▼▼▼

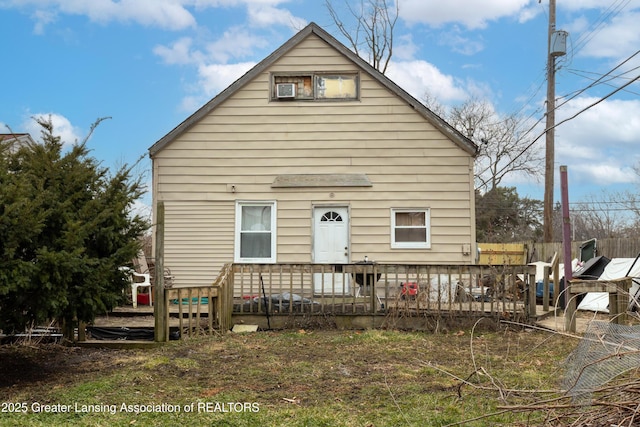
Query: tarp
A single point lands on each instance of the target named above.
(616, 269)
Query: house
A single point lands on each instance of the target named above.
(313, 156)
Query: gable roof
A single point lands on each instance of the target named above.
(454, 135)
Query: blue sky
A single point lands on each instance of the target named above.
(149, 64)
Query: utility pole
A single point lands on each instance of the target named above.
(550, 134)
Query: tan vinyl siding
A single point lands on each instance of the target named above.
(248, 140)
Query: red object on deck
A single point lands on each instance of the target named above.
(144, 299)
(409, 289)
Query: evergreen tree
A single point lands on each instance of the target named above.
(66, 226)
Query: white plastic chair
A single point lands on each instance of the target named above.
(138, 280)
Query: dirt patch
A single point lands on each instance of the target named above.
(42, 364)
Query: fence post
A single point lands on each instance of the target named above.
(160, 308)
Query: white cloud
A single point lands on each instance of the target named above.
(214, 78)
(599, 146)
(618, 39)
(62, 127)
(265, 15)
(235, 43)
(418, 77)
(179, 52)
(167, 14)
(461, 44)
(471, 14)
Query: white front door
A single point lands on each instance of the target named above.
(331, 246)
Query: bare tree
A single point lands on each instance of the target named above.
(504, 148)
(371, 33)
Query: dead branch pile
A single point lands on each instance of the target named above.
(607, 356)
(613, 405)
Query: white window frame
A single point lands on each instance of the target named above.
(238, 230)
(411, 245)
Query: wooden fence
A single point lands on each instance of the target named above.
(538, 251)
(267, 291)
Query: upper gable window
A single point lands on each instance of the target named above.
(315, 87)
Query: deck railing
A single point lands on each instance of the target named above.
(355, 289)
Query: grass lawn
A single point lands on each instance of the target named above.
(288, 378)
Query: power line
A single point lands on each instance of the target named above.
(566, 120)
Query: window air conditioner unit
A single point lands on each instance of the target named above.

▲▲▲

#### [WORK ORDER]
Check each line above for the word "white" and copy every line that has it.

#### [SOLUTION TO THE EXERCISE]
Query: white plastic chair
Query: white cloud
Query: white front door
Query: white window frame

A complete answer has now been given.